## Supplied records
■ ■ ■ ■ ■
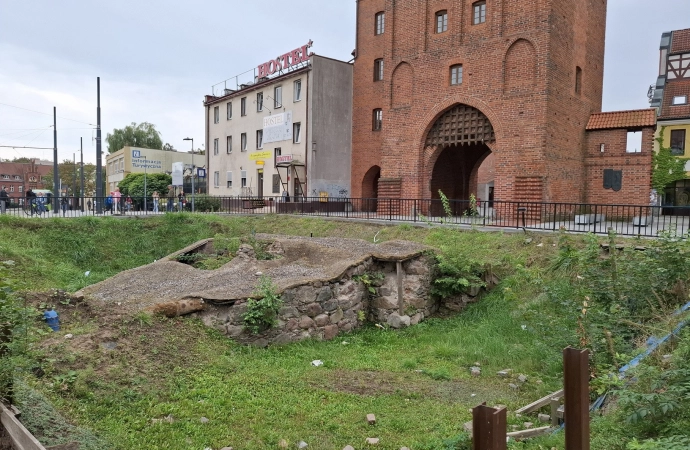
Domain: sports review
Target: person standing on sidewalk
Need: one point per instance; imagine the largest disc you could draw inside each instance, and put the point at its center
(171, 197)
(4, 200)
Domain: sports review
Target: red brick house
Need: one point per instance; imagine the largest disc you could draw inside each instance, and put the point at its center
(439, 85)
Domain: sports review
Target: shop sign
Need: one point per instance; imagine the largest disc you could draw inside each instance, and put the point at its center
(254, 156)
(283, 62)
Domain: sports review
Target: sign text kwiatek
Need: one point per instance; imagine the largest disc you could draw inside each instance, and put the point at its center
(282, 62)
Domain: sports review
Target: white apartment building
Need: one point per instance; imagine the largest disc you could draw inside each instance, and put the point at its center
(288, 131)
■ ■ ■ ■ ■
## Your task
In the records above, find every line that contains the word "Target" and copy it.

## Exercise answer
Target: person standing on sidewalk
Target: red brick house
Target: shop sign
Target: sign text kwiatek
Target: white apartment building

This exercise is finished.